## PROVIDED RECORDS
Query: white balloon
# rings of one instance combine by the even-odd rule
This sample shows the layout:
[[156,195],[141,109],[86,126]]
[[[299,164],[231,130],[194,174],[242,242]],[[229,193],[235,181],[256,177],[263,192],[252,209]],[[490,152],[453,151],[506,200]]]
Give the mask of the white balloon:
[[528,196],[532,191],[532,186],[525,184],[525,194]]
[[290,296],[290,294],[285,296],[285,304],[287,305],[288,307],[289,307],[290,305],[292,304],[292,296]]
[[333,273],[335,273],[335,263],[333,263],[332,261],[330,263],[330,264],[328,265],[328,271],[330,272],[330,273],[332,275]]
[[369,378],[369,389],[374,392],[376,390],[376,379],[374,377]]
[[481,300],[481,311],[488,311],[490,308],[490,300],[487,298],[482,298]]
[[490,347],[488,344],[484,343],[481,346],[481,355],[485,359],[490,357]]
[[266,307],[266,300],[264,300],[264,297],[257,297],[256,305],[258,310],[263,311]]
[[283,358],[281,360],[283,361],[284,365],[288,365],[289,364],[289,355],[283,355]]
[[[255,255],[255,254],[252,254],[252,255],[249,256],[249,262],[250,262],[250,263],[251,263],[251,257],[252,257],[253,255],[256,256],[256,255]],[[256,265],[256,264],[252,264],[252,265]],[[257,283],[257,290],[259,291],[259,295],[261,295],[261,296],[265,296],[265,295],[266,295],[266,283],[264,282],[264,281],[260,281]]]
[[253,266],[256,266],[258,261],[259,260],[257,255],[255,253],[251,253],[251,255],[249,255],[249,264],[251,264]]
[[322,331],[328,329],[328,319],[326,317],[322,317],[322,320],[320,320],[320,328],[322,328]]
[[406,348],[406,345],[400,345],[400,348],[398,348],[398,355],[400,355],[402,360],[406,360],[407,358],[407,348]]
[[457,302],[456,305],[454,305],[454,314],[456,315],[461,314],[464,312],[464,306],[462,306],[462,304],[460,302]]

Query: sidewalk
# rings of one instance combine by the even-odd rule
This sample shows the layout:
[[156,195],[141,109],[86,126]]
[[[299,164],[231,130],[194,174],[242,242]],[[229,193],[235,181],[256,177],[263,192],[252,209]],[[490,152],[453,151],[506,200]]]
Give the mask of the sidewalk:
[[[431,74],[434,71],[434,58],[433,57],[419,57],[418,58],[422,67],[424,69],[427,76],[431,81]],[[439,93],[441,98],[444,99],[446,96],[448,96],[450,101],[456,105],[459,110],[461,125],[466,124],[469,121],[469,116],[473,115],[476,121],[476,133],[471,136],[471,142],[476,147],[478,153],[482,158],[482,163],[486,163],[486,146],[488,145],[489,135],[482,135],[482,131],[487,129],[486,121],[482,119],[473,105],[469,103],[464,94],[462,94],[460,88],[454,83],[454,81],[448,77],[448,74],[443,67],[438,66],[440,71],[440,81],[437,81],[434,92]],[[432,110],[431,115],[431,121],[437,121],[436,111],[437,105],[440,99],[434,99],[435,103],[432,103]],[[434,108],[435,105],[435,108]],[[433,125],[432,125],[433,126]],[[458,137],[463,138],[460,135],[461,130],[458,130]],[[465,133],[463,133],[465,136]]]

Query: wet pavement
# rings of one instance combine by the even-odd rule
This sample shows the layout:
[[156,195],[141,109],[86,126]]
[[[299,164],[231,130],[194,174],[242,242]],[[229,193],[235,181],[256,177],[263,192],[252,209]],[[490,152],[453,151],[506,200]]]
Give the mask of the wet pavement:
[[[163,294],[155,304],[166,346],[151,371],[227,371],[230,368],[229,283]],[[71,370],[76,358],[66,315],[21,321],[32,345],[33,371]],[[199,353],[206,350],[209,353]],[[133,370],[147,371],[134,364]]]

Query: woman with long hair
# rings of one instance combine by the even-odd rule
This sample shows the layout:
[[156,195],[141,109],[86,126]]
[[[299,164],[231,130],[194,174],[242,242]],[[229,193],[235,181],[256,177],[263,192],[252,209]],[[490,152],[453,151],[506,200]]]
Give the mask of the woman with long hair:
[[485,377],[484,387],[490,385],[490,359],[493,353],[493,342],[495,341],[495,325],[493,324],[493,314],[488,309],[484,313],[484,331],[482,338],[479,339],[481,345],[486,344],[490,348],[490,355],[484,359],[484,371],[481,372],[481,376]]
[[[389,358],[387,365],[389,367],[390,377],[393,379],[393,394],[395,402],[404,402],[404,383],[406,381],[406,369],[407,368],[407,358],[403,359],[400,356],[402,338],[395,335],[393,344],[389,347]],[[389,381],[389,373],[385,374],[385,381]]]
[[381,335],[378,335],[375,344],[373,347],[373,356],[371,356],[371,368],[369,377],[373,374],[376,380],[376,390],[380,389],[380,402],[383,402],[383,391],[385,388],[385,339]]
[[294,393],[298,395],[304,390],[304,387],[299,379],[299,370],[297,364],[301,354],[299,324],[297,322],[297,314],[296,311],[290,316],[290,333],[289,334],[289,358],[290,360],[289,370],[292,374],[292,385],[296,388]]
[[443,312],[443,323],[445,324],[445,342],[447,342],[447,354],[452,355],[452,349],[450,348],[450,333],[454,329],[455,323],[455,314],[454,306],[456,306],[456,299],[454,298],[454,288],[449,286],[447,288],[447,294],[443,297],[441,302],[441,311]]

## STATED EXERCISE
Output the full listing without altering anything.

## FULL RESPONSE
Query: white balloon
# rings of one instance combine by the even-odd rule
This sample shows the layout:
[[156,195],[141,109],[86,126]]
[[[299,164],[231,130],[194,174],[242,242]],[[229,193],[235,181],[256,177],[263,192],[252,209]],[[490,152],[453,151],[506,200]]]
Give the mask of the white balloon:
[[528,196],[532,191],[532,186],[525,184],[525,194]]
[[290,296],[290,294],[285,296],[285,304],[287,305],[288,307],[289,307],[290,305],[292,304],[292,296]]
[[333,273],[335,273],[335,263],[333,263],[332,261],[330,263],[330,264],[328,265],[328,271],[330,272],[330,273],[332,275]]
[[369,378],[369,389],[374,392],[376,390],[376,379],[374,377]]
[[481,300],[481,311],[488,311],[490,308],[490,300],[487,298],[482,298]]
[[490,347],[488,344],[484,343],[481,346],[481,355],[485,359],[490,357]]
[[266,307],[266,300],[264,300],[264,297],[257,297],[256,305],[258,310],[263,311]]
[[283,358],[281,360],[283,361],[284,365],[288,365],[289,364],[289,355],[283,355]]
[[[255,255],[255,254],[252,254],[252,255],[249,256],[249,262],[250,262],[250,263],[251,263],[251,257],[252,257],[253,255],[256,256],[256,255]],[[256,265],[256,264],[252,264],[252,265]],[[257,283],[257,290],[259,291],[259,295],[261,295],[261,296],[265,296],[265,295],[266,295],[266,283],[264,282],[264,281],[260,281]]]
[[253,266],[256,266],[258,261],[259,260],[257,255],[255,253],[251,253],[251,255],[249,255],[249,264],[251,264]]
[[322,331],[328,329],[328,319],[326,317],[322,317],[322,320],[320,320],[320,328],[322,328]]
[[406,348],[406,345],[400,345],[400,348],[398,348],[398,355],[400,355],[402,360],[406,360],[407,358],[407,348]]
[[457,302],[456,305],[454,305],[454,314],[456,315],[461,314],[464,312],[464,306],[462,306],[462,304],[460,302]]

Query: sidewalk
# rings of one instance combine by the even-odd rule
This sample shows the layout:
[[156,195],[141,109],[86,126]]
[[[299,164],[231,130],[194,174],[242,242]],[[229,193],[235,181],[256,177],[263,192],[252,209]],[[490,152],[453,151],[506,200]]]
Give the mask of the sidewalk:
[[[431,74],[434,71],[434,58],[433,57],[419,57],[418,58],[422,67],[424,69],[427,76],[431,81]],[[439,93],[441,98],[444,99],[446,96],[448,96],[450,101],[456,105],[459,110],[461,125],[466,124],[469,121],[469,116],[473,115],[476,121],[476,133],[471,136],[471,142],[476,147],[478,153],[482,158],[482,163],[486,163],[486,146],[488,145],[489,135],[482,135],[482,131],[487,129],[486,121],[482,119],[473,105],[469,103],[464,94],[462,94],[460,88],[454,83],[454,81],[448,77],[448,74],[443,67],[438,66],[440,71],[440,81],[437,81],[434,92]],[[432,110],[431,115],[431,121],[437,121],[436,111],[437,105],[440,99],[434,99],[435,103],[432,103]],[[434,108],[435,105],[435,108]],[[433,125],[432,125],[433,126]],[[458,137],[463,138],[460,135],[461,130],[458,130]],[[465,133],[463,133],[465,136]]]

Query: wet pavement
# rings of one instance combine by the even-odd rule
This sample shows the layout:
[[156,195],[141,109],[86,126]]
[[[299,164],[231,130],[194,174],[242,242]],[[229,193],[235,181],[256,177],[263,192],[252,209]],[[490,152],[453,151],[506,200]]]
Give the mask of the wet pavement:
[[[163,294],[155,304],[166,346],[151,371],[227,371],[230,368],[229,283]],[[71,370],[76,358],[66,315],[21,321],[32,345],[33,371]],[[199,353],[206,350],[209,353]],[[133,370],[147,371],[134,364]]]

Query: woman with long hair
# rings of one instance combine by the even-odd rule
This sample shows the layout:
[[156,195],[141,109],[86,126]]
[[[299,164],[231,130],[194,174],[242,242]],[[229,193],[235,181],[256,177],[263,192],[252,209]],[[490,152],[453,151],[506,200]]]
Give the mask of the woman with long hair:
[[485,377],[484,387],[490,385],[490,359],[493,353],[493,342],[495,341],[495,325],[493,324],[493,314],[488,309],[484,313],[484,331],[482,338],[479,339],[481,345],[486,344],[490,348],[490,355],[484,359],[484,371],[481,372],[481,376]]
[[[389,358],[387,365],[389,367],[390,377],[393,379],[393,394],[395,402],[404,402],[404,383],[406,381],[406,369],[407,368],[407,358],[403,359],[400,356],[402,338],[395,335],[393,344],[389,347]],[[389,381],[389,373],[385,374],[385,381]]]
[[381,335],[378,335],[375,344],[373,347],[373,356],[371,356],[371,368],[369,377],[373,374],[376,380],[376,390],[380,389],[380,402],[383,402],[383,391],[385,388],[385,339]]
[[294,393],[298,395],[304,390],[304,387],[299,379],[299,370],[297,364],[301,354],[299,324],[297,322],[297,314],[296,311],[290,316],[290,333],[289,334],[289,358],[290,360],[289,370],[292,374],[292,385],[296,388]]
[[443,312],[443,323],[445,324],[445,342],[447,342],[447,354],[452,355],[452,349],[450,348],[450,333],[454,329],[455,323],[455,314],[454,306],[456,306],[456,299],[454,298],[454,288],[449,286],[447,288],[447,294],[443,297],[441,302],[441,311]]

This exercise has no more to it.